## Start DOCUMENT EXCERPT
I really don't see how - all those projects I listed are successful, you seem to be saying that it is despite of C++ but I don't see any argument towards that. I personally don't know anyone who would willingly go back to writing large-scale projects in C after working in C++.


As the CVE database proves, just because one can do it, doesn't mean one should do it.

Liability can't come soon enough.


That, and I dislike the low-level vs high-level differentiation. It is relative, and more of a spectrum, IMO, and not that it is particularly useful anyway.


> The best thing you can do is finding some open source code that interest you, read it and write it.

Has reading source code in a language that’s unfamiliar to you shown to be of any real benefit to learning? It seems you need at least a little bit of foundational experience with it before your brain can even parse what you’re seeing in a beneficial way.


> Has reading source code in a language that’s unfamiliar to you shown to be of any real benefit to learning?

Absolutely! You start finding idiomatic patterns and "oh, so that's how they do it" kind of things. Find library functions you never knew about but now you do. Find weird things, and look them up in a manual/reference/SO/chatroom. Things that you might find in a book, but a book that covers all the idioms and practice and weird things is gonna be as thick as the bible, and it'll get outdated (it doesn't help that most books are focused on teaching the basics rather than showing off how to architect your application well). Things that you can learn the hard way by why not look and see and learn?

> It seems you need at least a little bit of foundational experience with it before your brain can even parse what you’re seeing in a beneficial way.

Nah, you just need programming experience (in a similar paradigm) in general. A lot of what you learned from languages before will translate.

Also OP mentioned that "I can write C" and "I've started reading 'Modern C'", so it's not like they're looking for their first Hello World snippet.
## End DOCUMENT EXCERPT
## Start RECORD SET
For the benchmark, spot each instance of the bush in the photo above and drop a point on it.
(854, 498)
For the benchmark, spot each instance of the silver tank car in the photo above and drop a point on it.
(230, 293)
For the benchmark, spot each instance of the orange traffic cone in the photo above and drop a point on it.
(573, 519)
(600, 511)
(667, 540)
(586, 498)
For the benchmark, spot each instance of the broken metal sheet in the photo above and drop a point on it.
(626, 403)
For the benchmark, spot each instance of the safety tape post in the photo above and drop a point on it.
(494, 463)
## End RECORD SET
## Start RECORD SET
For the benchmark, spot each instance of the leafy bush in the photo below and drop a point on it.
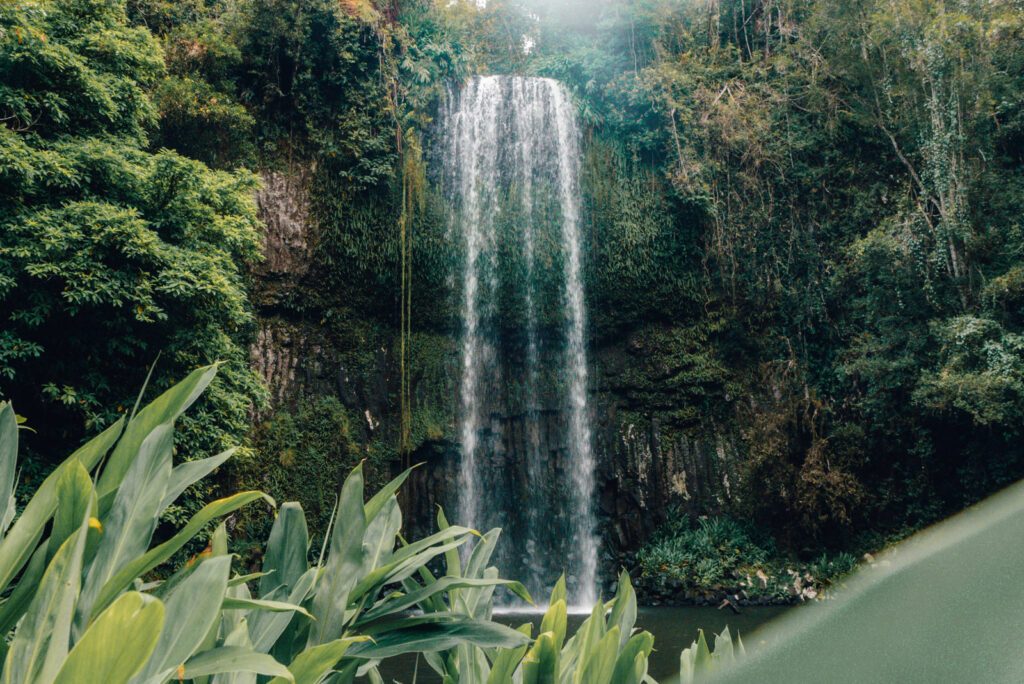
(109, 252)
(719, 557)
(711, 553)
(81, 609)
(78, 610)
## End RECORD SET
In the forum discussion about C, C++ and learning by reading code, copy everything from "Nah, you just" down to "Hello World snippet.", swapping "paradigm" for "style".

Nah, you just need programming experience (in a similar style) in general. A lot of what you learned from languages before will translate.

Also OP mentioned that "I can write C" and "I've started reading 'Modern C'", so it's not like they're looking for their first Hello World snippet.